* _TO BE DONE_:
1) Answer these questions using the Minecraft biome project summary:
(a) What kind of network is used to classify the biomes?
(b) Which baseline classification algorithm is the network compared against?
(c) What do the screenshots of the game serve as in the project?
2) Reproduce, word for word, the stretch of the Minecraft biome project summary from "The goal of" through "image classification algorithms.".

* _PASSAGE PROVIDED_:

Final Report

Final Report Video:

Project Summary:

The goal of our project is to classify Minecraft biomes using a Convolutional Neural Network and screenshots of the game as training and input data. This is a computer vision and image classification project that is not only able to print out the biome a Malmo agent is in simply by taking screenshots and classifying the images, but also compares a baseline SVM classification algorithm to a more advanced Convolutional Neural Network. The game features many biomes that look similar to each other or contain the same block types, and there are some biomes that are only modifications of existing biomes. Due to these similiarities, this project shows how the sophistication of a CNN classifies images more accurately than simpler image classification algorithms.

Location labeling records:
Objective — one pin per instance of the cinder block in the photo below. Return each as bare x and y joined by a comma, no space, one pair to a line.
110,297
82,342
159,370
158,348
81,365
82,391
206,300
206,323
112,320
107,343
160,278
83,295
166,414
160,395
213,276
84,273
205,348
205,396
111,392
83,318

* _ANSWERS PER TASK_:
1)
(a) A Convolutional Neural Network.
(b) An SVM classification algorithm.
(c) Training and input data.

2)
The goal of our project is to classify Minecraft biomes using a Convolutional Neural Network and screenshots of the game as training and input data. This is a computer vision and image classification project that is not only able to print out the biome a Malmo agent is in simply by taking screenshots and classifying the images, but also compares a baseline SVM classification algorithm to a more advanced Convolutional Neural Network. The game features many biomes that look similar to each other or contain the same block types, and there are some biomes that are only modifications of existing biomes. Due to these similiarities, this project shows how the sophistication of a CNN classifies images more accurately than simpler image classification algorithms.